*STATED TASK 1*. List the kinds of parameters that, according to the passage on fairness in allocation, often affect human value judgment.
*STATED TASK 2*.
Answer these questions using the passage on fairness in allocation.
(a) Which two relaxations of fairness are named as relying on a counterfactual reading of fairness?
(b) What is the heading of section 3.2?
(c) Which work proposed a relaxation based on removing a randomly selected item?
*STATED TASK 3*. Resume the passage on fairness in allocation, picking up after its final sentence.

*READING PASSAGE*.
START

A compelling argument for the aforementioned fairness concepts is that they do not rely on interpersonal utility comparisons444For a comprehensive discussion on interpersonal utility comparisons and arguments for and against them in the utility theory, see (Sen 2018; Harsanyi 1990)., meaning that they eliminate the need for identifying who derives the most (or the least in case of chores/tasks) from (a bundle of) resources. Thus, an agent values its own bundle only according to its own direct introspective preferences. Yet, in reality human value judgement is seldom introspective and is often affected by a variety of individual, social, and cognitive parameters. This raises the questions of which fairness axioms are perceived to be fairer according to human values? Do envy-free allocations (when they exist) are perceived to be fairer compared to their proportional counterparts? What about their relaxations? Which fairness axioms are more aligned with human value judgements?

3.2 Perceived Fairness and Cognitive Aspects

In this section, we highlight a few (non-exhaustive) factors that are often involved in human judgement and discuss their impacts on algorithmic fairness.

Transparency and Information Sharing.

Counterfactual reasoning seems to be the cornerstone of several approximate fairness concepts. Many prominent relaxations of fairness such as EF1 and EFX rely on a counterfactual interpretation of fairness, assuming that an agent’s envy is eliminated if a single item is to be removed from the envied agents. While transparency is a crucial societal concern, in practice often agents do not have access to all the information. In this vein, epistemic relaxations of fairness have been proposed that rely either on withholding information (Aziz et al. 2018) or on removal of a randomly selected item (Farhadi et al. 2021). A question is how to utilize information sharing/withholding to increase the perceived fairness of outcomes?

END

*LISTING*.
START

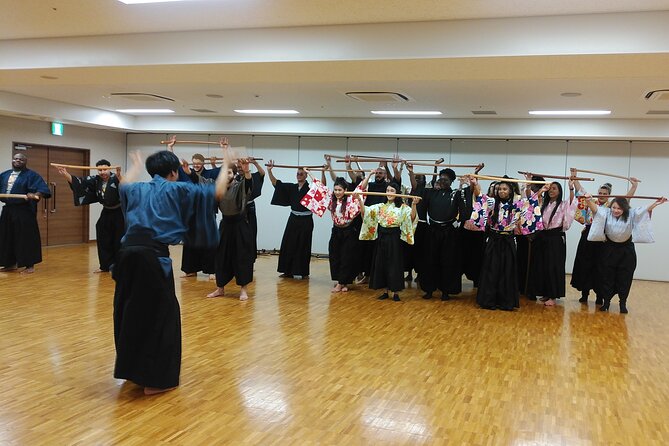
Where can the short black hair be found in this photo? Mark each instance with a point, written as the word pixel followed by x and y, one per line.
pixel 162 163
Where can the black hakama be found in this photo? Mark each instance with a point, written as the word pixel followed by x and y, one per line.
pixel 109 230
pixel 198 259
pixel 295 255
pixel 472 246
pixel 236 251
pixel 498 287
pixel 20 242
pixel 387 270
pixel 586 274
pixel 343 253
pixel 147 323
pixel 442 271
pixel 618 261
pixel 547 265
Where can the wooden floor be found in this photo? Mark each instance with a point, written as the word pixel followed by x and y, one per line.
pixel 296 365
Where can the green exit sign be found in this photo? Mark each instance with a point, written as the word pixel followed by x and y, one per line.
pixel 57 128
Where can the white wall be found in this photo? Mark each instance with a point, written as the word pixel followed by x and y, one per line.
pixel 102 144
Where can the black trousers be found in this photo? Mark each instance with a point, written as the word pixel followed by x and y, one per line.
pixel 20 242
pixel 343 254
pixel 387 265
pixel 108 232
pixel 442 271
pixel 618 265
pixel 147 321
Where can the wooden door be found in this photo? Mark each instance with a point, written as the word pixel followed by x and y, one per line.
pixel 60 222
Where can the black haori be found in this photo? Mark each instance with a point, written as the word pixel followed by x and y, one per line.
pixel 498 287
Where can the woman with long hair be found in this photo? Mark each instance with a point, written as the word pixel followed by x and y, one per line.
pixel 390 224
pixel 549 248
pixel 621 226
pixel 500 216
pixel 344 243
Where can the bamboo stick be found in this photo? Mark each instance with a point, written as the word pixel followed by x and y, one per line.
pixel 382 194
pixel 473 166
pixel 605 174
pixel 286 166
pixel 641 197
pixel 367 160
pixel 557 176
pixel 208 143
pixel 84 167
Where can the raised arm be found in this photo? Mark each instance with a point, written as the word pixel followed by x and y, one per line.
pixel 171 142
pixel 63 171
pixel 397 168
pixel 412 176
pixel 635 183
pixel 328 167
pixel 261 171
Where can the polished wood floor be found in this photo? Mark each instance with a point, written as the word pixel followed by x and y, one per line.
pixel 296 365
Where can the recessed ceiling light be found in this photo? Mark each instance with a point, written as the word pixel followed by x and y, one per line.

END
START

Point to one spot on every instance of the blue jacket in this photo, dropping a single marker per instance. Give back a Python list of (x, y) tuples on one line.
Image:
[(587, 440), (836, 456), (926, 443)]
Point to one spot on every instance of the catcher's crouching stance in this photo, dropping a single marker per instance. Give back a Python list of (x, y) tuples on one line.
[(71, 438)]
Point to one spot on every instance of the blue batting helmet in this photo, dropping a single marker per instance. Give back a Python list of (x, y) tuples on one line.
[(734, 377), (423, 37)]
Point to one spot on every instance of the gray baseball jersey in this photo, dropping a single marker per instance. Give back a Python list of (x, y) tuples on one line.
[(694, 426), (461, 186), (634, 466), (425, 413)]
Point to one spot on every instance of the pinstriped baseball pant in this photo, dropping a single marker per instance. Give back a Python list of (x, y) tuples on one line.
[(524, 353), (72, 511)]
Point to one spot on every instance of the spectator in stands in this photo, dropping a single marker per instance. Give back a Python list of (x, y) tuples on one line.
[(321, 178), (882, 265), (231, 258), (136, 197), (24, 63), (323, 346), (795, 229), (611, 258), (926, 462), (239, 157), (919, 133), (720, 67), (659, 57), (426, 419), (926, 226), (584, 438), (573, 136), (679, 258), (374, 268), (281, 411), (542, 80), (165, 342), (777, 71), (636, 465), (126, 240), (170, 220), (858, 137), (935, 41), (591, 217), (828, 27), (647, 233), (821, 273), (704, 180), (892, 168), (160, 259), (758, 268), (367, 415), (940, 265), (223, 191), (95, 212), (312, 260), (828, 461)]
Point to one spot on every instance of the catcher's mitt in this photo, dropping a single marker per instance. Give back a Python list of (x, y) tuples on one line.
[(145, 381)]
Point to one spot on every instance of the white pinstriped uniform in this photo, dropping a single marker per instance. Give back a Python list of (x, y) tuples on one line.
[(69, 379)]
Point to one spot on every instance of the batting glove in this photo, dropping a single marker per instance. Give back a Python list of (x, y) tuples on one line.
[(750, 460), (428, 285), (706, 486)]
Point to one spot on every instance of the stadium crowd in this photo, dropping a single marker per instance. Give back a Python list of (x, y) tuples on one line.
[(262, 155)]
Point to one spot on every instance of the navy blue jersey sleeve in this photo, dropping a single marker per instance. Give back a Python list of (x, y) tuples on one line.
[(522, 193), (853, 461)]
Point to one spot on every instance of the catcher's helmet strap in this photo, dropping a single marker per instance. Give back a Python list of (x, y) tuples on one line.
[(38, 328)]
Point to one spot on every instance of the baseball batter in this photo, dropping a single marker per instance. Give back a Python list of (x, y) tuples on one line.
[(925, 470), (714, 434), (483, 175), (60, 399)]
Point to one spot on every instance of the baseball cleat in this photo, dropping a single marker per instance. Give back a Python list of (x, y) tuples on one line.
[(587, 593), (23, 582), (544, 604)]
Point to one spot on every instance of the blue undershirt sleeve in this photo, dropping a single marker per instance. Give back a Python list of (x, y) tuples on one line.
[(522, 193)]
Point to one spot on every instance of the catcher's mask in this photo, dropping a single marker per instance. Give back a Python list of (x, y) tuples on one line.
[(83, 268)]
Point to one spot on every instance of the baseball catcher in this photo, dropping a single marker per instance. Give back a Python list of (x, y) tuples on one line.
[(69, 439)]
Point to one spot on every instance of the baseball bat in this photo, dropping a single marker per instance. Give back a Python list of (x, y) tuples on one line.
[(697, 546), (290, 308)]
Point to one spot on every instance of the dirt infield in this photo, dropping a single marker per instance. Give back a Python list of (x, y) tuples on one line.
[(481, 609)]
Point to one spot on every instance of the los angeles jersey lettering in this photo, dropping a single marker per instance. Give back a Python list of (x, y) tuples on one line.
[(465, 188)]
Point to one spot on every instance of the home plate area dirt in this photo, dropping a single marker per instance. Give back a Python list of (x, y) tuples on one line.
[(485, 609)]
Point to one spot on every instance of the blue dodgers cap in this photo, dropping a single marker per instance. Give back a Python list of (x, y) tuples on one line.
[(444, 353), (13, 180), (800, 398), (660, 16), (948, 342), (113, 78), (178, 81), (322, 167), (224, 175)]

END
START

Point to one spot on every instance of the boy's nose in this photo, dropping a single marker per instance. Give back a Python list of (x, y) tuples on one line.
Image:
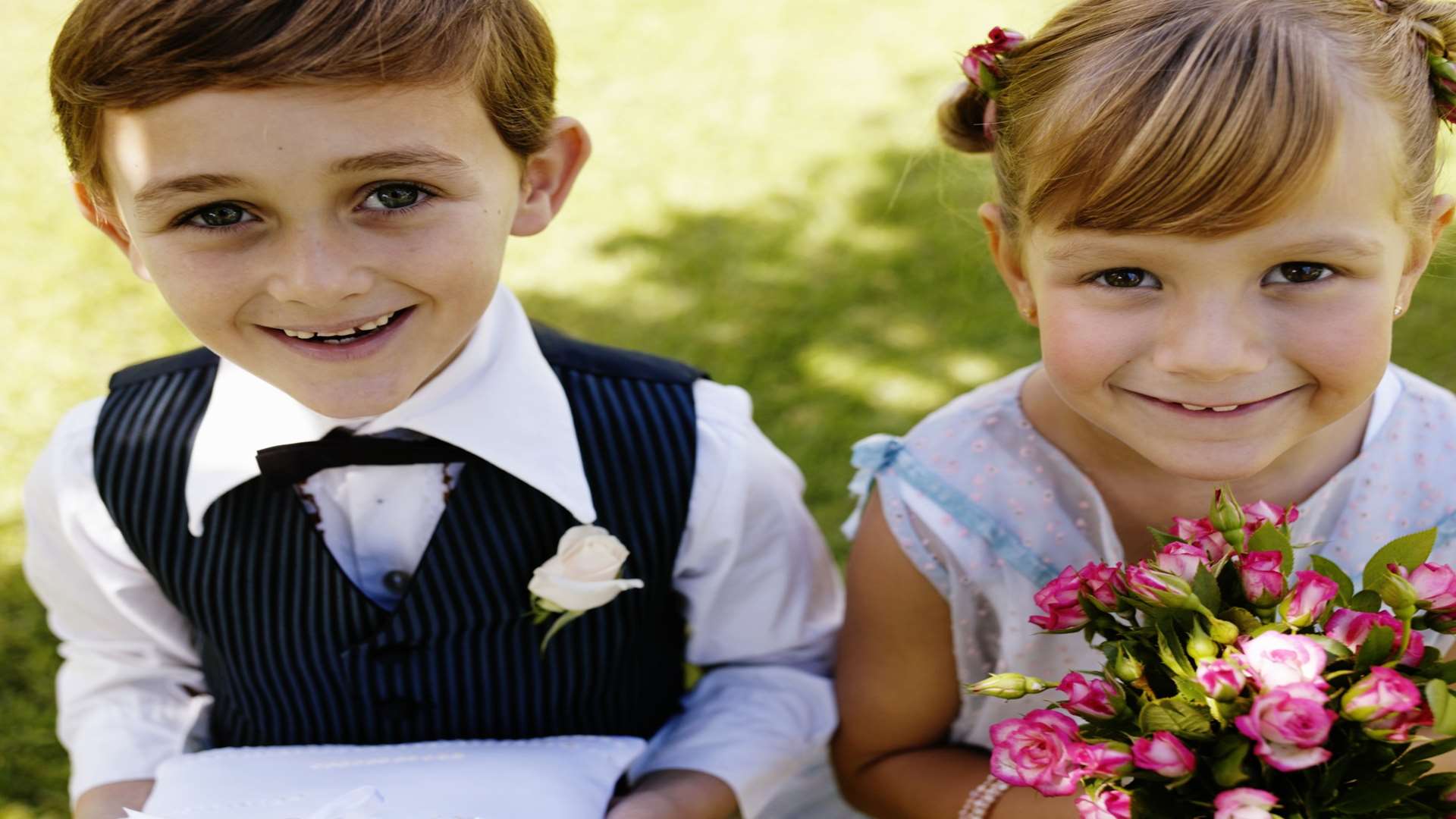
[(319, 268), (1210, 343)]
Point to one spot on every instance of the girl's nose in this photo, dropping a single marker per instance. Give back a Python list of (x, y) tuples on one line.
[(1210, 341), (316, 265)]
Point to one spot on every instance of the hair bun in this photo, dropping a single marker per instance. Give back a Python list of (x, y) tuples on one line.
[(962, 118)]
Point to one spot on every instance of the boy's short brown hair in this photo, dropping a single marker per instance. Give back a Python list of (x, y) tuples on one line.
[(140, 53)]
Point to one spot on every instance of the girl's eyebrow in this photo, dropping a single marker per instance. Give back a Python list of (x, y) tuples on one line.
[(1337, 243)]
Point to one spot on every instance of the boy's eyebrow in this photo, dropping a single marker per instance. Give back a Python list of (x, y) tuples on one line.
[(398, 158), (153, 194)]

END

*OUTPUT 1*. Individual, social, and cognitive parameters.

*OUTPUT 2*.
(a) EF1 and EFX.
(b) Perceived Fairness and Cognitive Aspects.
(c) Farhadi et al. 2021.

*OUTPUT 3*.
A recent epistemic relaxation is envy-freeness up to kk hidden goods (HEF-kk) that eliminates envy by hiding a small (kk) number of items (Hosseini et al. 2020). Interestingly, an experimental study showed that HEF-kk allocations are perceived to be fairer compared to their EF1 counterparts (Hosseini et al. 2022). Yet, these studies are limited in scope as they pertain to specific settings with highly stylized instances. Moreover, it is not clear how information sharing guide (or cause) an outcome to be perceived fairer. One plausible justification could revolve around individuals’ bounded rationality or the amount of effort needed to consider the ‘unknown’, which has been described by Daniel Kahneman as ‘what you see is all there is’—the cognitive phenomenon that human brain is hardwired to believe that the given information is the entirety of the relevant information.

Fair for Me vs. Fair for All.

In fair division, agents make judgements over their own allocations, either in comparison with what is allocated to other agents (as in envy-freeness) or by measuring its value against a fairness threshold (as in proportionality). However, in reality fairness judgments are often made based on human values for fair outcomes for all, meaning that what is fair for me may not be considered as a fair outcome for everyone.

In the context of bargaining, Herreiner and Puppe (2009) demonstrated experimentally that the primary factor of fairness is in fact inequality aversion—i.e. the tendency of humans in seeking equal outcomes—and that envy-freeness plays a secondary role in the perception of fairness, only when economic efficiency and inequality aversion are satisfied. In other words, everything equal, people tend to associate a higher order to inequality aversion. These findings suggest that individuals seem to (implicitly) create a hierarchy of axioms to reason about relative value of each outcome. Hence, developing fair algorithms may require axioms that are able to capture solutions that take the social context into account beyond perceived envy.

Let us illustrate this point by visiting Example 1: Agent 1 may not perceive any unfairness in the circled allocation as she does not envy others, however, she may perceive the overall outcome to be unfair since she receives a higher value (as well as higher number of items) than the other two agents. Does agent 1 consider the outcome fair for agent 3 since she receives her proportional share? More broadly, which fairness concepts are employed in assessing outcomes? And do those fairness concepts change when evaluating an outcome for self vs. for everyone?

Skin in the Game.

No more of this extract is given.